+++ SUPPLIED RECORDS

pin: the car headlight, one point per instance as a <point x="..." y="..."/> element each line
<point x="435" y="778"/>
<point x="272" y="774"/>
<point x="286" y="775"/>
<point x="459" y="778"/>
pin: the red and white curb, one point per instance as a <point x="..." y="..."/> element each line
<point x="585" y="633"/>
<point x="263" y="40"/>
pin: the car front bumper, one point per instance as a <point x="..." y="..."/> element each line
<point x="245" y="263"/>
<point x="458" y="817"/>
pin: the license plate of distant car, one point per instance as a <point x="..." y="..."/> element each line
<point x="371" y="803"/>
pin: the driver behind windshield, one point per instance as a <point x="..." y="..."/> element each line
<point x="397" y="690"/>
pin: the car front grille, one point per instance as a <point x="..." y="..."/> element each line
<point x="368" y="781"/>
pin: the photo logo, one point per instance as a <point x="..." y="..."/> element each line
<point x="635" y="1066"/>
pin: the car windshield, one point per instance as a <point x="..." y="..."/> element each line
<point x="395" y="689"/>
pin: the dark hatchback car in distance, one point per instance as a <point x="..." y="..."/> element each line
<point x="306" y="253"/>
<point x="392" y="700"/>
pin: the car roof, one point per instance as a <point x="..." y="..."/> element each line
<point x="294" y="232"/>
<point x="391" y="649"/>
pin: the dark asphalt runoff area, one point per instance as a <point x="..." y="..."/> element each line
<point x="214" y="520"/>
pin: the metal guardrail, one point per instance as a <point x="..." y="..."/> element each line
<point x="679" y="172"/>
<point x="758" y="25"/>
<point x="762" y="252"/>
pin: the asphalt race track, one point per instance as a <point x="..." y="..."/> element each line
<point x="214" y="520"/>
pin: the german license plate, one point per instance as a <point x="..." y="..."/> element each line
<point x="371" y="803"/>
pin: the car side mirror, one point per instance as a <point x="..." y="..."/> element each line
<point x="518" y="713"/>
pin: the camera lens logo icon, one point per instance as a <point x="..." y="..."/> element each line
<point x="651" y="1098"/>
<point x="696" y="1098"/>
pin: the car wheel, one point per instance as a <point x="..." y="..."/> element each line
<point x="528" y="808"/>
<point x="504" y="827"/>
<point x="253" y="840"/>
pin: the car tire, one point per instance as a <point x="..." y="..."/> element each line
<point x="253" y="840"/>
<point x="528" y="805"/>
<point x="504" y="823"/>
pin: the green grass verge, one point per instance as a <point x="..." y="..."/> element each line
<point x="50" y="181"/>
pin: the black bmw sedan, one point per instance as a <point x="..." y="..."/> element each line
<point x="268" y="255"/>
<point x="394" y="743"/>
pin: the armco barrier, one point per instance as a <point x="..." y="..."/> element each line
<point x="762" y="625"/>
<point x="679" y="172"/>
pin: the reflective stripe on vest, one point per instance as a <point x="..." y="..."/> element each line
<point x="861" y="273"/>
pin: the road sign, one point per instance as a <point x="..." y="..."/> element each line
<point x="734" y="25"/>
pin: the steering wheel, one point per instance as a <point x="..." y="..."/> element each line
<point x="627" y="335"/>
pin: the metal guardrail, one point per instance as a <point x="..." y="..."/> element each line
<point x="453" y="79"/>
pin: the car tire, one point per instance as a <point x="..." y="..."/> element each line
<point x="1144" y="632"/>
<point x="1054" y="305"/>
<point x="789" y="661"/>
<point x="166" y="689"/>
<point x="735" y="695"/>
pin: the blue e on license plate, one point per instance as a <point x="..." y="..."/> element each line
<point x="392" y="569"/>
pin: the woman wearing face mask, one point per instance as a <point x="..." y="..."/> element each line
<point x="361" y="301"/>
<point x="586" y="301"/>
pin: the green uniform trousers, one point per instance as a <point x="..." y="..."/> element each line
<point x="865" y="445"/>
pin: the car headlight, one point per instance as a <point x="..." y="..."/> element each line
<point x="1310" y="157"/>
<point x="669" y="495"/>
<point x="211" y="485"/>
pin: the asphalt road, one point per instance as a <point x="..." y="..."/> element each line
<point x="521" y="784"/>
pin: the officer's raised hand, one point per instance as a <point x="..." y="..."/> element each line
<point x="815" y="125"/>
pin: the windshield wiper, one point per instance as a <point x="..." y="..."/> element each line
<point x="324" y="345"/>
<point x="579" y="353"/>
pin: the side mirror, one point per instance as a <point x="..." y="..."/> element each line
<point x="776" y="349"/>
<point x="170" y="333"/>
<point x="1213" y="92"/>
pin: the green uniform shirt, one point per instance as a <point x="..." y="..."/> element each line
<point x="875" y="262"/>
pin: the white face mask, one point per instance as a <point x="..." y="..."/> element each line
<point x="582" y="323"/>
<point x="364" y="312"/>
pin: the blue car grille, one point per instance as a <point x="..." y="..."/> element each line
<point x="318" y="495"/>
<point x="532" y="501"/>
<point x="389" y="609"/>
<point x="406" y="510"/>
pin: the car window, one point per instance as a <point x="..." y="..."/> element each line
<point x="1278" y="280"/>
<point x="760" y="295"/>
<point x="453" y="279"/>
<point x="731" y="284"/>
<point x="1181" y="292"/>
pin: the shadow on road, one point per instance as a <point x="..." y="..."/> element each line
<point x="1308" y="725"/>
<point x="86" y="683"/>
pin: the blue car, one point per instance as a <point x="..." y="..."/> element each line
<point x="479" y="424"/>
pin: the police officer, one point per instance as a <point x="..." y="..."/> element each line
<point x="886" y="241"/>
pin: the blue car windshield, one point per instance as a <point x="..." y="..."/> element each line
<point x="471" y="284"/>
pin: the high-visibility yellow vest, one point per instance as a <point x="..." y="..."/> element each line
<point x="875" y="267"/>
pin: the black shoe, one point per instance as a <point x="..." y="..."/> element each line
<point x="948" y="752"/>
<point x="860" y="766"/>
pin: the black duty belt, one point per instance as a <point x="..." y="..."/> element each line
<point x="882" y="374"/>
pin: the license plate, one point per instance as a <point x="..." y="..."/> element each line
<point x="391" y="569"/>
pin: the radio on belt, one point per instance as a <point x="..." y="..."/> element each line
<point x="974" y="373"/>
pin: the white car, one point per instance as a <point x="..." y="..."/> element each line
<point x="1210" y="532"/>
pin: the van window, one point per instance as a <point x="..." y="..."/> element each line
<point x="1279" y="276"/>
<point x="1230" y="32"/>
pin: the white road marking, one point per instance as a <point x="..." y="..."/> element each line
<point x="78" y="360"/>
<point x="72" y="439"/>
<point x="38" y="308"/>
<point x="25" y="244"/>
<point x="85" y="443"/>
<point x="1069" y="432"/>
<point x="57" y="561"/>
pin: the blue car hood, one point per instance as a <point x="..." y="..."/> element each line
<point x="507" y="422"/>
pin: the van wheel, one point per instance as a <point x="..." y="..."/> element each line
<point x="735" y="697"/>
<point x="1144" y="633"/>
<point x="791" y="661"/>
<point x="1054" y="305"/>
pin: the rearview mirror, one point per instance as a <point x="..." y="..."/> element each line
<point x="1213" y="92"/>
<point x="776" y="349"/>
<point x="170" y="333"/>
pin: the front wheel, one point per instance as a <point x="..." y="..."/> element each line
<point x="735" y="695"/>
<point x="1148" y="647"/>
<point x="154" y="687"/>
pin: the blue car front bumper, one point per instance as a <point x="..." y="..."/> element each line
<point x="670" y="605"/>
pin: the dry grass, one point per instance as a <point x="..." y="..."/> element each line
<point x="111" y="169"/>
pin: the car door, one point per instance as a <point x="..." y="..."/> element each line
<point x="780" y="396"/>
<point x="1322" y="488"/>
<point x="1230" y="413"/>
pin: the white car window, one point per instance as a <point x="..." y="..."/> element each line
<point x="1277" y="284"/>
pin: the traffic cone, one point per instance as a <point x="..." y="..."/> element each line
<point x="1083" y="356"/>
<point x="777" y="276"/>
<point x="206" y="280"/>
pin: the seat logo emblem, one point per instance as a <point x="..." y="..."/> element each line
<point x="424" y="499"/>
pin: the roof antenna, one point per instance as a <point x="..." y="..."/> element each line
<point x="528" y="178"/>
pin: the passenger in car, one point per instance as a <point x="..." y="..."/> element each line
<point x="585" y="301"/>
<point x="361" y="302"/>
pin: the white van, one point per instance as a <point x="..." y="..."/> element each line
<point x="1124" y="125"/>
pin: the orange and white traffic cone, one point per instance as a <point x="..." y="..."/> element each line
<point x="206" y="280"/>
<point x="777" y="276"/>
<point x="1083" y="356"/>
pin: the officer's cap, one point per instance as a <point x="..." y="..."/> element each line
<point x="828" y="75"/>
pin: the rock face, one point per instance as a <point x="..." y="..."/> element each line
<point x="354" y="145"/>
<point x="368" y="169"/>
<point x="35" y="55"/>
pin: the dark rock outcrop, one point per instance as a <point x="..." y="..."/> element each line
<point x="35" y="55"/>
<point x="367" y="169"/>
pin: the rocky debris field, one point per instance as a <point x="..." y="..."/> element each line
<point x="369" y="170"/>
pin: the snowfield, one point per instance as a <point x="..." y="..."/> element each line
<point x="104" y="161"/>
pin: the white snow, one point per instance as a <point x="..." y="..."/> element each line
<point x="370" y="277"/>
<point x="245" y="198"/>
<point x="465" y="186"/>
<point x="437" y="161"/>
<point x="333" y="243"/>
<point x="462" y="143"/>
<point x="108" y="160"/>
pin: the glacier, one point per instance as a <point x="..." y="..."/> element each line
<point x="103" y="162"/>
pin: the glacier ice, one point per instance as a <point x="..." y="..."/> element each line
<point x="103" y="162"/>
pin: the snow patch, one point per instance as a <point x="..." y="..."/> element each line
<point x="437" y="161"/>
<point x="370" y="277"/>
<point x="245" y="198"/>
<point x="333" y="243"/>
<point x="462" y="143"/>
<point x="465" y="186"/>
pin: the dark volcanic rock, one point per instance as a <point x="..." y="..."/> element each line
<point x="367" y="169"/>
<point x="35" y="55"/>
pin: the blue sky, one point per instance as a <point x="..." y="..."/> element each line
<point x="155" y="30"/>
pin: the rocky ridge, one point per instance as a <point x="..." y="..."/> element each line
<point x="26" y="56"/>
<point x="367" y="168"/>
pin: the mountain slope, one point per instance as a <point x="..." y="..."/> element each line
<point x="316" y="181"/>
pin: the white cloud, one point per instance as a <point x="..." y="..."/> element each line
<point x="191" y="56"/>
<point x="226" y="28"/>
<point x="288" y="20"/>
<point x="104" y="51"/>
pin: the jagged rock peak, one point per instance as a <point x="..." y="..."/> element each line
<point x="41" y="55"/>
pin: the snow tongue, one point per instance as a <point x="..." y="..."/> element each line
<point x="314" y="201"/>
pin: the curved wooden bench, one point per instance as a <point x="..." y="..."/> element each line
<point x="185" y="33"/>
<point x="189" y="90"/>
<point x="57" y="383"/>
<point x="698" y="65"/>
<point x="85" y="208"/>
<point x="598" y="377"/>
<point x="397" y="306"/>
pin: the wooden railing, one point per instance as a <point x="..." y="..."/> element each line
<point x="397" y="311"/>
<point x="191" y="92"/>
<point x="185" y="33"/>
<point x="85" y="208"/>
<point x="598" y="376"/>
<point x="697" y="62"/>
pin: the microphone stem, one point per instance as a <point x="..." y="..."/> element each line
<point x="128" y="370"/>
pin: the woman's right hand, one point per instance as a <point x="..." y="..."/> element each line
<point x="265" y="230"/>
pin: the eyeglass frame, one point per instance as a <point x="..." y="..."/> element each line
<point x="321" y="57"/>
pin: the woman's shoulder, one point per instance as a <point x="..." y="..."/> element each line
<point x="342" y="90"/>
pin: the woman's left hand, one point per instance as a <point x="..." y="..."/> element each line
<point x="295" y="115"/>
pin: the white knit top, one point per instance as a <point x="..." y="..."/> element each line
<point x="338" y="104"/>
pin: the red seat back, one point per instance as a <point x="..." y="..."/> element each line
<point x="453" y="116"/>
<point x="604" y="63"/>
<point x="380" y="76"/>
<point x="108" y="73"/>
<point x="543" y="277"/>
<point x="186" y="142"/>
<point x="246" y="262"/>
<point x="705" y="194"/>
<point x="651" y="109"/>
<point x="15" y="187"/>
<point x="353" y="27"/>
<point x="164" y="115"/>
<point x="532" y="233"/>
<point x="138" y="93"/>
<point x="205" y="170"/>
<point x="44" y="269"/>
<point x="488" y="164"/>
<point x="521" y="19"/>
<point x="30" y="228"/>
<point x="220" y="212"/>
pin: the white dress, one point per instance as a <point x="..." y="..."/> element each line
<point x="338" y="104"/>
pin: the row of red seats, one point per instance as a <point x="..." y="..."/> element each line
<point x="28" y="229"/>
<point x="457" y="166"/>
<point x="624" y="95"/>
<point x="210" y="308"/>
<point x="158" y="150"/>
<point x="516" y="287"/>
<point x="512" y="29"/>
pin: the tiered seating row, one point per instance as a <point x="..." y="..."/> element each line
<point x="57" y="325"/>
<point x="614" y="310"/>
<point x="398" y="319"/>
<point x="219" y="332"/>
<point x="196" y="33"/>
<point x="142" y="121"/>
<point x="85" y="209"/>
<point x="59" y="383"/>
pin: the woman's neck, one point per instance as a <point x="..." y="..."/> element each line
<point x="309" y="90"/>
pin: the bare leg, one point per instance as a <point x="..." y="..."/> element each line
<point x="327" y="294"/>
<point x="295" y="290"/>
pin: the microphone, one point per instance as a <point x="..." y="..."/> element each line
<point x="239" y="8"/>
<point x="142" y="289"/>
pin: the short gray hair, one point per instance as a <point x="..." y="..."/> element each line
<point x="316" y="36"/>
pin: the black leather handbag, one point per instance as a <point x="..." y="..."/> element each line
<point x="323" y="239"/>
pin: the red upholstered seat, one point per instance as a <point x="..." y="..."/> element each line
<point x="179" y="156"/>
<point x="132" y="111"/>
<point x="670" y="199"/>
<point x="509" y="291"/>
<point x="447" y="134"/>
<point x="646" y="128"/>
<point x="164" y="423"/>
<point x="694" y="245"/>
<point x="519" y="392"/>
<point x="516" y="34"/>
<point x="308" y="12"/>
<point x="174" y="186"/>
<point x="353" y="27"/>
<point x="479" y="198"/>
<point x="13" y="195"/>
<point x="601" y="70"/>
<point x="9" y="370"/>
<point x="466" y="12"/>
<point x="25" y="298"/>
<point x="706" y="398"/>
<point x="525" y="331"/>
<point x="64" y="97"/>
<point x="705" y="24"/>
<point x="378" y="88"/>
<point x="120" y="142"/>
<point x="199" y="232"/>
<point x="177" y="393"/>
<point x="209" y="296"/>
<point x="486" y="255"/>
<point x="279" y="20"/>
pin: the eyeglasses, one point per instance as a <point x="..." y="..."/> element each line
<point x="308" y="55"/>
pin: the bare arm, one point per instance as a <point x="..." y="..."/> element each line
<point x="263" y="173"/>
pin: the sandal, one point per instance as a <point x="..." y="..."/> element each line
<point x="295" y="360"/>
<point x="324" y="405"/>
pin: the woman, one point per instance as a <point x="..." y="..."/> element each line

++++++

All lines from the one with "pin: the eyeglasses, one" through the final line above are to be quoted exactly; quote no other line.

• _RESULT OF THE TASK_
pin: the eyeglasses, one point per instance as a <point x="..." y="..."/> element each line
<point x="308" y="55"/>
pin: the bare arm, one point per instance as a <point x="..." y="..."/> element each line
<point x="263" y="173"/>
pin: the sandal, one point per instance as a <point x="..." y="..."/> element each line
<point x="295" y="360"/>
<point x="324" y="405"/>
pin: the woman, one point per instance as a <point x="..." y="..."/> element each line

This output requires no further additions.